§ **Aim of the exercise**
Repeat exactly the lines from the line containing "Locate every instance of the black" to the last line of the listing, including both.

§ **Data shown**

[Start of Attachment]

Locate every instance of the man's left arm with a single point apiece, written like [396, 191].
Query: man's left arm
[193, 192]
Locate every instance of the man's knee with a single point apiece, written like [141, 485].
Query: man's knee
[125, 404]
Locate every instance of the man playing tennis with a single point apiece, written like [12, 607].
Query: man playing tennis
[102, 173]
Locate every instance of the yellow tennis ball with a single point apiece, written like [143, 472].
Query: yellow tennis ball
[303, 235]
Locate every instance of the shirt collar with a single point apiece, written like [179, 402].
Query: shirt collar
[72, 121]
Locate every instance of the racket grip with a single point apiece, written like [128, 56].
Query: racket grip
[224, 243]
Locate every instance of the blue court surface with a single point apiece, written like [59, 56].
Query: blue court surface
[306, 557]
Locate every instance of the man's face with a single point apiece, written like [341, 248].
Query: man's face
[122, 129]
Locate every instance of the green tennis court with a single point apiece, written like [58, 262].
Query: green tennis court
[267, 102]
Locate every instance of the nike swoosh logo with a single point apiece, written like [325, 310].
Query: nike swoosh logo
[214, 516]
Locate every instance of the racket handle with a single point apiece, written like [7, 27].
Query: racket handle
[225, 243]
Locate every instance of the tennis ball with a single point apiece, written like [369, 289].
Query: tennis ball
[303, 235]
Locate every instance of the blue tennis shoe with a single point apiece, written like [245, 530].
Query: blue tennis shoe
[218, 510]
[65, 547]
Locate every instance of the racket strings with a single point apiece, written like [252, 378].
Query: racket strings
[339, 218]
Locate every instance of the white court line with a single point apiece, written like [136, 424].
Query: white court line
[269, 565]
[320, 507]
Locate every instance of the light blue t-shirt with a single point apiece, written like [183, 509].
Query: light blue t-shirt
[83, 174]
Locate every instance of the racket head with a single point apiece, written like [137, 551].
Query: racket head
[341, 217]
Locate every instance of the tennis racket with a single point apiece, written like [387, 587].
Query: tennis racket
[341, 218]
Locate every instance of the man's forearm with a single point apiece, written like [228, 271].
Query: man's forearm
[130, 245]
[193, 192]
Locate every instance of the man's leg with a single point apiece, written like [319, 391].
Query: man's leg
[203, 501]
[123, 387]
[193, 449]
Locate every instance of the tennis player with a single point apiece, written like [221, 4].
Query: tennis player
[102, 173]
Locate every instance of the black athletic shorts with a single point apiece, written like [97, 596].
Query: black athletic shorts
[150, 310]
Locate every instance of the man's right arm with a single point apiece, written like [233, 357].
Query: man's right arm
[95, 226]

[End of Attachment]

§ **Solution for this task**
Locate every instance of the black athletic shorts with a single point apiece, written like [97, 596].
Query: black athletic shorts
[150, 310]
Locate every instance of the man's right arm with a single point apiece, written like [233, 357].
Query: man's right arm
[95, 226]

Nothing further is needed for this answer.